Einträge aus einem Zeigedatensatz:
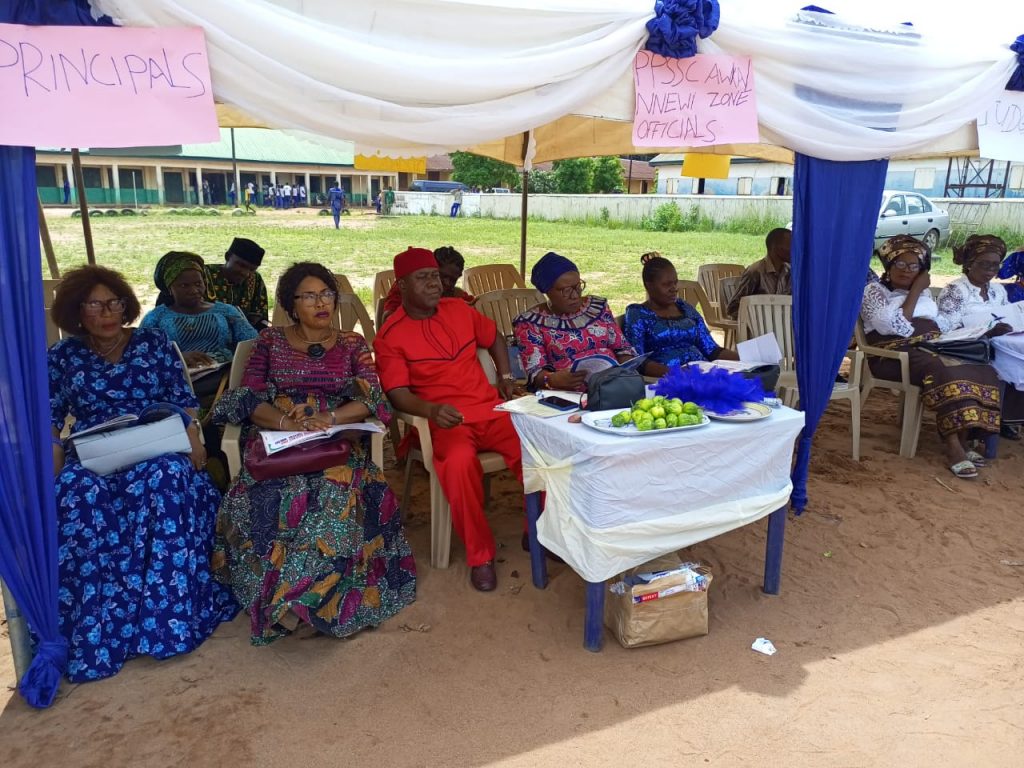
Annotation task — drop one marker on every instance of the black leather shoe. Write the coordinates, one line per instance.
(547, 553)
(483, 577)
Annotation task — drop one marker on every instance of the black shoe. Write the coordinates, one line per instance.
(547, 553)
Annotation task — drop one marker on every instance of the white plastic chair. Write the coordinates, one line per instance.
(909, 393)
(479, 280)
(230, 443)
(440, 512)
(710, 276)
(504, 305)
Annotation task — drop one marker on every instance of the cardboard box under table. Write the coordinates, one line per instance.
(614, 503)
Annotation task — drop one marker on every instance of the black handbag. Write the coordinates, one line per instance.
(614, 387)
(977, 351)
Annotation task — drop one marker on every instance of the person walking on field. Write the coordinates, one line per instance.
(336, 198)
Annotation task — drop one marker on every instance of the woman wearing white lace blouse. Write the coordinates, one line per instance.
(976, 299)
(898, 313)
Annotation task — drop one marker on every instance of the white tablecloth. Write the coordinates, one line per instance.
(613, 503)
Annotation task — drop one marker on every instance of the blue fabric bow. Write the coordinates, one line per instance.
(676, 24)
(1013, 266)
(1017, 79)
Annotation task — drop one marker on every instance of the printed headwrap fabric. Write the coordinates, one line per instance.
(903, 245)
(169, 268)
(976, 245)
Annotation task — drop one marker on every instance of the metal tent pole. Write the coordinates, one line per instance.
(17, 629)
(76, 160)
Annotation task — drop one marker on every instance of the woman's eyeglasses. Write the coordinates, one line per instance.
(911, 266)
(94, 306)
(569, 291)
(309, 298)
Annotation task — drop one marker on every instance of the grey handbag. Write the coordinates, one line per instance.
(614, 387)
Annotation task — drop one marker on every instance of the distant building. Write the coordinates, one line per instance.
(175, 175)
(926, 175)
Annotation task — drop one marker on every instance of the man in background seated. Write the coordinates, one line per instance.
(426, 355)
(451, 264)
(768, 275)
(238, 283)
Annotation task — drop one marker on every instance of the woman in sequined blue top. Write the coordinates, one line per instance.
(667, 327)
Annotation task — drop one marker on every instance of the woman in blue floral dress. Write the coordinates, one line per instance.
(133, 546)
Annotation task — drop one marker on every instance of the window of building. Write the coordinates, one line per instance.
(924, 178)
(1016, 180)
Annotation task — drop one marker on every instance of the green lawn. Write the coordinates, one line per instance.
(608, 259)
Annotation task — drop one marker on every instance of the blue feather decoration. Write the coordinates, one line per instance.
(717, 389)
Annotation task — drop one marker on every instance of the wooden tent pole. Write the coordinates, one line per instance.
(523, 208)
(44, 235)
(76, 160)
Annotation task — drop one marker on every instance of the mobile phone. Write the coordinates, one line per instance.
(558, 402)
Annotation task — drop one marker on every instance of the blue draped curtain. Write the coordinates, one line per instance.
(835, 212)
(28, 513)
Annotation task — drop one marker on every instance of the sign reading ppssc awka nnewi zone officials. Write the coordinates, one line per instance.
(698, 101)
(104, 86)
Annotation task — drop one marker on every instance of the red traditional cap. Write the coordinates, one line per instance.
(412, 259)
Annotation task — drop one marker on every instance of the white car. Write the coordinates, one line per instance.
(909, 213)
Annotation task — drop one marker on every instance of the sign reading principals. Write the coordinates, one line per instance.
(698, 101)
(104, 86)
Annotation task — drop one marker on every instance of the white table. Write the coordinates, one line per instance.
(614, 503)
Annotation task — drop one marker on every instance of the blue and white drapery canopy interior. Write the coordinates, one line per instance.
(422, 77)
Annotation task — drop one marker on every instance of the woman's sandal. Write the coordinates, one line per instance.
(965, 470)
(976, 459)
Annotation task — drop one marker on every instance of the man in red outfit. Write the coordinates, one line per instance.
(426, 355)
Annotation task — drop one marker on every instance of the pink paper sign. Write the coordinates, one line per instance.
(104, 86)
(698, 101)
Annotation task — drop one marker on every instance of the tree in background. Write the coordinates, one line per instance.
(481, 172)
(541, 182)
(607, 175)
(573, 176)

[Aufgabe] Skaliere alles von der Zeile mit „the white table.“ bis hinunter zum Ende der Datensätze, beide Enden eingeschlossen, und gib diese Zeilen samt Anweisungen erneut aus. Multipliziere dabei jede Koordinate in den Antworten mit 2,4 und runde auf ganze Zahlen, wobei halbe Werte aufgerundet werden.

[Ergebnis]
Annotation task — drop one marker on every instance of the white table. Write the coordinates, one line per instance.
(1474, 1207)
Annotation task — drop one marker on every instance of the blue and white drapery canopy interior. Write the coordinates, one line per instance.
(1013, 185)
Annotation task — drop one marker on every instance of the woman's sandal. Write the coordinates, one line per instance.
(2316, 1128)
(2342, 1102)
Annotation task — drop one marker on every instance of the man in red outfit. Write the coordinates, one line per instance.
(1022, 852)
Annotation task — drop one marker on every instance of the pink paper sign. Write the coordinates, one line per instance.
(250, 206)
(1675, 242)
Annotation task — drop one marker on every instance of the tree in background. Write the coordinates, one line per instance.
(1154, 413)
(1298, 437)
(1457, 420)
(1375, 422)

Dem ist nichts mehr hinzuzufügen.